■ **原文抜粋**:
-*-*-
放送予定やマッチプレビュー、マッチレポートなどをお送りします。
関東大会予選では唯一実現した、都立勢同士が激突するガチバトル。都立豊島と都立駒場の第3試合は引き続き清瀬内山グラウンドです。
選手権予選は3年ぶりに1次予選を勝ち上がって都大会出場を果たし、最後は中大杉並に0-1で惜敗したものの、T4リーグでもブロック3位という成績を残すなど、好結果を出してみせた昨シーズンの都立豊島。昨年末に行われた新チーム立ち上げの新人戦でも、本郷や日大豊山をなぎ倒して堂々の第2地区制覇を達成。こちらも3年ぶりとなる関東大会予選は、今のチームの立ち位置を図る意味でも格好の機会です。
昨シーズンは関東大会予選、インターハイ予選と共に芳しい結果は残せなかったものの、選手権予選ではきっちりベスト8まで勝ち残るなど、例年通り夏以降のチームビルディングには目を見張るものがあった、名将・山下正人監督率いる都立駒場。T3リーグの開幕は今週水曜日に控えているため、新人戦を免除されていた彼らにとってはこれが新チームになって初の公式戦。2年前に東京制覇を成し遂げた縁起の良いこの大会で、再び自信を得られるようなシーズンインを迎えたい所です。ピッチを取り囲むネットの周囲には少なくない観衆が集結。都立対決は駒場のキックオフでその幕が上がりました。
-*-*-
名前付きオブジェクト指し示しエントリ:
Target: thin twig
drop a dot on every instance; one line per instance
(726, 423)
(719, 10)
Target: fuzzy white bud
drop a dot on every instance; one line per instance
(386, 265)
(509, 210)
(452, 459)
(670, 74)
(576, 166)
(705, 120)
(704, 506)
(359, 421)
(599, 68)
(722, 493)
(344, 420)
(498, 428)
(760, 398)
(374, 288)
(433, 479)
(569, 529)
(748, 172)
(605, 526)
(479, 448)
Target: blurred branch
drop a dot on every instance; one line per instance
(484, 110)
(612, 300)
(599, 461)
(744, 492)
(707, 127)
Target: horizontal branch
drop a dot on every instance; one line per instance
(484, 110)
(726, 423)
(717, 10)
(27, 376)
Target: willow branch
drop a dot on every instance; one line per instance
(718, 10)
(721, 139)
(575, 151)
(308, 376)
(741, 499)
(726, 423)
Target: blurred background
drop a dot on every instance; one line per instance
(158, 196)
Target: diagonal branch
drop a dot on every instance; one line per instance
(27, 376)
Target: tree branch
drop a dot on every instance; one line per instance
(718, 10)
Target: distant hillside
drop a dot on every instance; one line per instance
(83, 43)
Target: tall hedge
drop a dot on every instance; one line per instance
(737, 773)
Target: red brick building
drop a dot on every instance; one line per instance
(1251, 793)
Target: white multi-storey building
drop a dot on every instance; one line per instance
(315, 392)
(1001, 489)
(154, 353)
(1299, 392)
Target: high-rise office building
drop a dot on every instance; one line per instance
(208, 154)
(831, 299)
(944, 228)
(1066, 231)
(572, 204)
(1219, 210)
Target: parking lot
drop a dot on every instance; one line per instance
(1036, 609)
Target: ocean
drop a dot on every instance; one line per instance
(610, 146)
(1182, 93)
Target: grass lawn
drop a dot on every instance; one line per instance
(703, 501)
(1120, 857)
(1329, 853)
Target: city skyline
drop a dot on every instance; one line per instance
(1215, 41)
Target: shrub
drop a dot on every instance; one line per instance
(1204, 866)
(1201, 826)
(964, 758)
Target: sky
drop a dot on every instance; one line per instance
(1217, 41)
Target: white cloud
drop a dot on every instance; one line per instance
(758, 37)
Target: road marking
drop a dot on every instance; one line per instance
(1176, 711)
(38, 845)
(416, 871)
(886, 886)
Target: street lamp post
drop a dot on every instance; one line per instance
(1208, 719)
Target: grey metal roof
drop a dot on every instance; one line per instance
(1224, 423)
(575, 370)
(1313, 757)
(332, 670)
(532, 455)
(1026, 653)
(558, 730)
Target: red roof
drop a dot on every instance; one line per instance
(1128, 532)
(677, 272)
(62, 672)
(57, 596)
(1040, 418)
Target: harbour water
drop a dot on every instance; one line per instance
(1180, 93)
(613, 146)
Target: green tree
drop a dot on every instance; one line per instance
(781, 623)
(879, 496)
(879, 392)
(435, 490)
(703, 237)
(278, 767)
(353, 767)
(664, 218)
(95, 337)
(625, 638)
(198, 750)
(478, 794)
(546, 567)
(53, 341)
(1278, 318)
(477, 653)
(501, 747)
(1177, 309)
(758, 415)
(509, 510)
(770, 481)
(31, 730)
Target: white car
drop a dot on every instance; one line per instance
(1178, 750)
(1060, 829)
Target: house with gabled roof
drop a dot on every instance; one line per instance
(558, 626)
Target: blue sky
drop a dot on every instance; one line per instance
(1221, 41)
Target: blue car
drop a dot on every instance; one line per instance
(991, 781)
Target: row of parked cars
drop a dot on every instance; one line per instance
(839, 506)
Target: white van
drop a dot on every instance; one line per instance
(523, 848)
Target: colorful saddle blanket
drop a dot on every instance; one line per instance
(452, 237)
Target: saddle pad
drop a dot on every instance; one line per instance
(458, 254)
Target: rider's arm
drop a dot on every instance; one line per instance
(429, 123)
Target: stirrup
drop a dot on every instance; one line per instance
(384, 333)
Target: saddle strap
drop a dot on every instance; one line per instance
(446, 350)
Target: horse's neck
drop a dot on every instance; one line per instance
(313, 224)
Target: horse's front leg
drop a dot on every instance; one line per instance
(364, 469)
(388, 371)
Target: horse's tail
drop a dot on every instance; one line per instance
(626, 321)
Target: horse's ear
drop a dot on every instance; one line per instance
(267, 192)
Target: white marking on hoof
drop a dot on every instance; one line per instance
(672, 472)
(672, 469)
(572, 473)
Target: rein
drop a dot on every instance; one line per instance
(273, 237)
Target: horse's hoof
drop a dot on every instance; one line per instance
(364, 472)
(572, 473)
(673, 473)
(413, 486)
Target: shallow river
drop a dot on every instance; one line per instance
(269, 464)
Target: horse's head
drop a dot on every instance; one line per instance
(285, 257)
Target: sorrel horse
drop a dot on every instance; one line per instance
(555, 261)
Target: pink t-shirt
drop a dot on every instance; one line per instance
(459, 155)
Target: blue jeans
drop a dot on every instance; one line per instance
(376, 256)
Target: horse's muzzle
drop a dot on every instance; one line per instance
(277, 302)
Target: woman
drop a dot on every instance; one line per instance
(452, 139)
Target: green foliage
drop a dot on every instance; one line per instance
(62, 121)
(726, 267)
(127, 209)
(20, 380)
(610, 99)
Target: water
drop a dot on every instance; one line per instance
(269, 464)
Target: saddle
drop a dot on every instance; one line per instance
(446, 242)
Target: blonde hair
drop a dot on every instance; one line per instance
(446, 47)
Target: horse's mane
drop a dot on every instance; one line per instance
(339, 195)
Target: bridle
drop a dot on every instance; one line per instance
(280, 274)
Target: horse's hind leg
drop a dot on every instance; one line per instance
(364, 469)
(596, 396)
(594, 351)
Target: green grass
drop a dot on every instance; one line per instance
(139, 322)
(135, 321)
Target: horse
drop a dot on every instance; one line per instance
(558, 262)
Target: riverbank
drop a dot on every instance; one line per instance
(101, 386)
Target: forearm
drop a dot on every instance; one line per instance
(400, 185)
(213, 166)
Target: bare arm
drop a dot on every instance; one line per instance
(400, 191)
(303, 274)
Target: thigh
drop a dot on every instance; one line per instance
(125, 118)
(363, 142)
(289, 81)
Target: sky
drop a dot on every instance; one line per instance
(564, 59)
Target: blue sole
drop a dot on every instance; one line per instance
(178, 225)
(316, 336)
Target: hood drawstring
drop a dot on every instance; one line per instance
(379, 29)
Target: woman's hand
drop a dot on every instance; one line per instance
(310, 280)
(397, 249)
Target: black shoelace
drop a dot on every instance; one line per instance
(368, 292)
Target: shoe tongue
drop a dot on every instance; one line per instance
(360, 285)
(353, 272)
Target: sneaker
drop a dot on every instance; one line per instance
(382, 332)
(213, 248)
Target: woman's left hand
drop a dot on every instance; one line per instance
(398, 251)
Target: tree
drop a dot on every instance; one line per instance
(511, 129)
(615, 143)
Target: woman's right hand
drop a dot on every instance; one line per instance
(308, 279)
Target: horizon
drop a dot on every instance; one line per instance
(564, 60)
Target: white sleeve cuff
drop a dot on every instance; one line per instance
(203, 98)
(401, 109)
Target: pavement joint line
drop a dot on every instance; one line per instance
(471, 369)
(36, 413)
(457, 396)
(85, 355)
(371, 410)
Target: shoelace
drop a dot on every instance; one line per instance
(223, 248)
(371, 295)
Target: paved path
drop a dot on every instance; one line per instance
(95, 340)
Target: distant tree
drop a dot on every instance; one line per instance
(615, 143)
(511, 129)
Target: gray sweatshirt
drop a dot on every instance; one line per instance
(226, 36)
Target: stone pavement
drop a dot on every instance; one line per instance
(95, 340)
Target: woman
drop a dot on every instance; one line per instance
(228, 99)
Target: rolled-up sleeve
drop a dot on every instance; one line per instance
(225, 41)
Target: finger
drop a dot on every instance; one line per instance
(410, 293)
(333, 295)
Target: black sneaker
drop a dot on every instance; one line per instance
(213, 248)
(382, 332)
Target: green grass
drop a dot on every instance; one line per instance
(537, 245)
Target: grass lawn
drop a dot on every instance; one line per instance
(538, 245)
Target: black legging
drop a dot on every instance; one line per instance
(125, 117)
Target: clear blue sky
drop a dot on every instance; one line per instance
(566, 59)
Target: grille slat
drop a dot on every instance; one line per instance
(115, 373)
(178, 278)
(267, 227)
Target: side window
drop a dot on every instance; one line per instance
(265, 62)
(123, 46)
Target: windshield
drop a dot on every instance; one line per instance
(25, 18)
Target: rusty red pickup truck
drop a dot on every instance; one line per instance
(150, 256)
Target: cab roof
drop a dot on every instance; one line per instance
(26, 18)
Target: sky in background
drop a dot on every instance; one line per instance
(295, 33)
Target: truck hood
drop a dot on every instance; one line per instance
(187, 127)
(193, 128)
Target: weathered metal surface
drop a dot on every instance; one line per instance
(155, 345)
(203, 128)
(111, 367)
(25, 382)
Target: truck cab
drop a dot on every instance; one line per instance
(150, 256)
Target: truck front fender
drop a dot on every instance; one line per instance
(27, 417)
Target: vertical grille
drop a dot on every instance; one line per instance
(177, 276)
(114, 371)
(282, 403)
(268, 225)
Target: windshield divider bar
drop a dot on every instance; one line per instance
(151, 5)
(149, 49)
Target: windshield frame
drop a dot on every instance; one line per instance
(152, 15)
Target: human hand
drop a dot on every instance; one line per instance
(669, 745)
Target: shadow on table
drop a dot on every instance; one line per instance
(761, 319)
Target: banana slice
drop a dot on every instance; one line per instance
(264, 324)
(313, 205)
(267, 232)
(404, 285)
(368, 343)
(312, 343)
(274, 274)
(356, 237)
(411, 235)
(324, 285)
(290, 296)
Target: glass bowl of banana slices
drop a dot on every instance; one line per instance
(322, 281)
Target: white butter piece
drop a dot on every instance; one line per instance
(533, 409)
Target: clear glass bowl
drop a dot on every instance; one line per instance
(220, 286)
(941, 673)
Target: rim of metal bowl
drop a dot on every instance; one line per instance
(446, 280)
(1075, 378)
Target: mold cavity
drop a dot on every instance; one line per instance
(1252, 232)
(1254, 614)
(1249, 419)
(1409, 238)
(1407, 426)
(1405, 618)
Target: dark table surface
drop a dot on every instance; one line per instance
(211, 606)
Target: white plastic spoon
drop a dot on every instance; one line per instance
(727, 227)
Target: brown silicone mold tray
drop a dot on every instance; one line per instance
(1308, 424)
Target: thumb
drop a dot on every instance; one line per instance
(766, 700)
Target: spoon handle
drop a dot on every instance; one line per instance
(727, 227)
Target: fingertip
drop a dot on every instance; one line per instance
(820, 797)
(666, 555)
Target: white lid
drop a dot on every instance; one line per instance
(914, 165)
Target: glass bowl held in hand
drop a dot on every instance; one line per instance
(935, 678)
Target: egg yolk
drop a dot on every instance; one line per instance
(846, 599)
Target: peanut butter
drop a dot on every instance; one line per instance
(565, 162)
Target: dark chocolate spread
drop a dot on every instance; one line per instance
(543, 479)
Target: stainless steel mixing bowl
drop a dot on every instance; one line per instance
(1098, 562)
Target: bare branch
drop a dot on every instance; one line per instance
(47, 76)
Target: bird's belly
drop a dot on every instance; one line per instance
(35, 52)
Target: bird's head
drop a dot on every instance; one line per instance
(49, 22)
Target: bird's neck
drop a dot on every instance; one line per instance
-*-*-
■ **指示 A**:
都立豊島対都立駒場の試合記事のうち、「昨シーズンは関東大会予選、イ」から「オフでその幕が上がりました。」に至るまでのすべてを、一字一句変えずに書き写してください。
■ **指示 B**:
都立豊島対都立駒場の試合記事を、最後の文の後から続けて書いてください。

■ **最終回答 A**:
昨シーズンは関東大会予選、インターハイ予選と共に芳しい結果は残せなかったものの、選手権予選ではきっちりベスト8まで勝ち残るなど、例年通り夏以降のチームビルディングには目を見張るものがあった、名将・山下正人監督率いる都立駒場。T3リーグの開幕は今週水曜日に控えているため、新人戦を免除されていた彼らにとってはこれが新チームになって初の公式戦。2年前に東京制覇を成し遂げた縁起の良いこの大会で、再び自信を得られるようなシーズンインを迎えたい所です。ピッチを取り囲むネットの周囲には少なくない観衆が集結。都立対決は駒場のキックオフでその幕が上がりました。

■ **最終回答 B**:
お互いに探り合うような立ち上がりを経て、先にシュートを放ったのは豊島。8分に新開悠人(3年・北区桐ヶ丘中)がエリア内で残し、岸本渉(3年・ジェファFC)が放ったシュートは駒場のGK瀧川大輔(3年・FC東京U-15むさし)がキャッチしましたが、粘り強く1本目のフィニッシュを。駒場も14分に三田健太郎(3年・三菱養和調布JY)が蹴った右CKは豊島のGK結城大雅(3年・北区滝野川紅葉中)にキャッチされたものの、直後にも国枝拓(3年・FC杉野)が右へ振り分け、奥谷友哉(2年・FC町田ゼルビアJY)が結城にセーブを強いるシュートまで。15分前後でようやく両チームのファーストシュートが出揃います。
15分も駒場。右から三田が蹴ったCKはDFのクリアに遭い、再び三田が入れた右CKはゴールキックへ。18分も駒場。駒田陸(3年・九曜FC)が右へ振り分け、三田のクロスに奥谷が合わせたシュートは豊島のキャプテンマークを任された大澤海人(3年・武南JY)が体でブロック。19分も駒場。三田が左CKを中央へ蹴り込むも、豊島はクリアから一転してカウンターのチャンス。野口生吹(3年・練馬光が丘第二中)は右サイドを単騎で50m近く運び、カットインしながらシュートまで。ここは瀧川がしっかり押さえたものの、豊島も突き付ける鋭いカウンターの刃。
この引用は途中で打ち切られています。